START PROVIDED RECORDS

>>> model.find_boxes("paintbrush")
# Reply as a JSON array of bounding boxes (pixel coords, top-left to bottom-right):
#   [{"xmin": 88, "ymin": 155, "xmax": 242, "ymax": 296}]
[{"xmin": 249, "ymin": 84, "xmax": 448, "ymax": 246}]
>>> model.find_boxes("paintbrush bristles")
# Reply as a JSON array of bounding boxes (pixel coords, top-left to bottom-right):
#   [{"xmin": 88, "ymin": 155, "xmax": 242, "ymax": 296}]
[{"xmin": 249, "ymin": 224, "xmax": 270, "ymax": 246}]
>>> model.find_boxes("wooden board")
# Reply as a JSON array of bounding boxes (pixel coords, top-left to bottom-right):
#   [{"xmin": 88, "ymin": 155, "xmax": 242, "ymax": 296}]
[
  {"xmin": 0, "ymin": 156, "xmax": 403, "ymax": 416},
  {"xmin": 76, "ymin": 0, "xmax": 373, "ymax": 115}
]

END PROVIDED RECORDS
START PROVIDED RECORDS

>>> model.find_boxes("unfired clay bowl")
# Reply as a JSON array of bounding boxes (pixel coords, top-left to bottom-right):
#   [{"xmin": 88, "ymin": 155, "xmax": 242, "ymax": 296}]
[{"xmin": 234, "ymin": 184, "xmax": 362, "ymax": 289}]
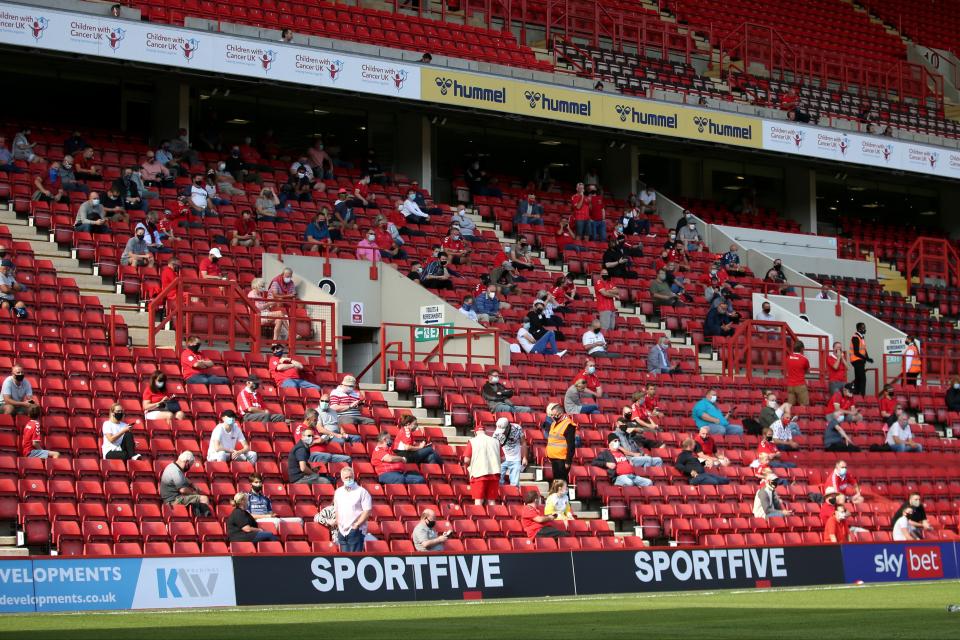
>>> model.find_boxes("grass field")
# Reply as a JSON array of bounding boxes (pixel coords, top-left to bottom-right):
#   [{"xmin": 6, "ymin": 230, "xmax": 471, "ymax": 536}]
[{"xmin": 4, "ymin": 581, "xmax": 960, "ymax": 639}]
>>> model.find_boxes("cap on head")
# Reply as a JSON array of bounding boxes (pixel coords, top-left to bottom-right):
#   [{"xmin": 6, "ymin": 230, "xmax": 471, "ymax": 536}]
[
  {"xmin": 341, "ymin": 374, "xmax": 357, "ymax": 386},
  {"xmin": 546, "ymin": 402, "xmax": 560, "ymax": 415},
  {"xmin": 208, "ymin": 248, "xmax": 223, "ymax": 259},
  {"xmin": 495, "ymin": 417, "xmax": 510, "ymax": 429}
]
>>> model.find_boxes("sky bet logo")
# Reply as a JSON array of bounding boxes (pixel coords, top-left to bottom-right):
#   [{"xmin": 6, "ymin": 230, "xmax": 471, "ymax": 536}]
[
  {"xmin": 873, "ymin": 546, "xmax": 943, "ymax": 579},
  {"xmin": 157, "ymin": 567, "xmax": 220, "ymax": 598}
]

END PROVIDED RECORDS
START PROVIDED RECORDS

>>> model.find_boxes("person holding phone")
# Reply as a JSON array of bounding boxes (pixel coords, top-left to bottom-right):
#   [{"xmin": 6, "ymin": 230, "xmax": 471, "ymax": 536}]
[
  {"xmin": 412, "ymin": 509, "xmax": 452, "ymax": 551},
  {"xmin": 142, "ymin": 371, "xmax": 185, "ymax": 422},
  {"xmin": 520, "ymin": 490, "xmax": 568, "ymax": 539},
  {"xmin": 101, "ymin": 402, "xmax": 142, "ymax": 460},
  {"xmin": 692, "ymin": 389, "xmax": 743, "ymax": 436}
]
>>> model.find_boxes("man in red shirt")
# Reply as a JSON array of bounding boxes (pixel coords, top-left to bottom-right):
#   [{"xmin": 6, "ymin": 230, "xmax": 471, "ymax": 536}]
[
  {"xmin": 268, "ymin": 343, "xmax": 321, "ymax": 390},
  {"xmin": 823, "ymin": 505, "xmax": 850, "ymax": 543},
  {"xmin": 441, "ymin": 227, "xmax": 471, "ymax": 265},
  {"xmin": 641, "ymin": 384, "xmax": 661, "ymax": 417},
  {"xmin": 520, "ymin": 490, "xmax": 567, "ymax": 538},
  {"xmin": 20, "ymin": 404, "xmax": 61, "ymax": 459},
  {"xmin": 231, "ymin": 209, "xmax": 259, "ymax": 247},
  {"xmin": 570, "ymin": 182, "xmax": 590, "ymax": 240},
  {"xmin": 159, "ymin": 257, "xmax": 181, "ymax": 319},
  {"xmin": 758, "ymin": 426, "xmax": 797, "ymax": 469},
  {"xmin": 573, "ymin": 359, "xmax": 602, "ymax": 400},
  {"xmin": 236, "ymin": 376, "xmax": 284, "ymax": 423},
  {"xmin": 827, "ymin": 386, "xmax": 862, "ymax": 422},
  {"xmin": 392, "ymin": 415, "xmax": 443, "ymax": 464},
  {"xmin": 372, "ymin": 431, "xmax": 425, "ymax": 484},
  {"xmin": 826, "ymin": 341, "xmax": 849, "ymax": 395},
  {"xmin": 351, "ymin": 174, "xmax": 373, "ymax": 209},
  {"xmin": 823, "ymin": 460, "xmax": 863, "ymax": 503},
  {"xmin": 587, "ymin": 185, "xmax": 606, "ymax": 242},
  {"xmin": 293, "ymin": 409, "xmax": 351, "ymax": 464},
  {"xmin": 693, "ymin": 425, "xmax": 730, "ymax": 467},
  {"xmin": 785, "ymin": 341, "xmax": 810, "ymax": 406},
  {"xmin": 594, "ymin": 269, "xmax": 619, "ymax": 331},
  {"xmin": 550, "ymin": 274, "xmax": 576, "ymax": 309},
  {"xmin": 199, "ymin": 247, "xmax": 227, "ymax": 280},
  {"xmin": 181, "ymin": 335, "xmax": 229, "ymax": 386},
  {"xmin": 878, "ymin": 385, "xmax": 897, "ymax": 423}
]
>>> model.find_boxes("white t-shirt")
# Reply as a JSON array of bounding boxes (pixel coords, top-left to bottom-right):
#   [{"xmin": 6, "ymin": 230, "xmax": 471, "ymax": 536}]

END PROVIDED RECORDS

Search the data above for the word "paintbrush", then gather each line in which it appears.

>>> model.find_boxes("paintbrush")
>>> model.find_boxes("paintbrush bristles")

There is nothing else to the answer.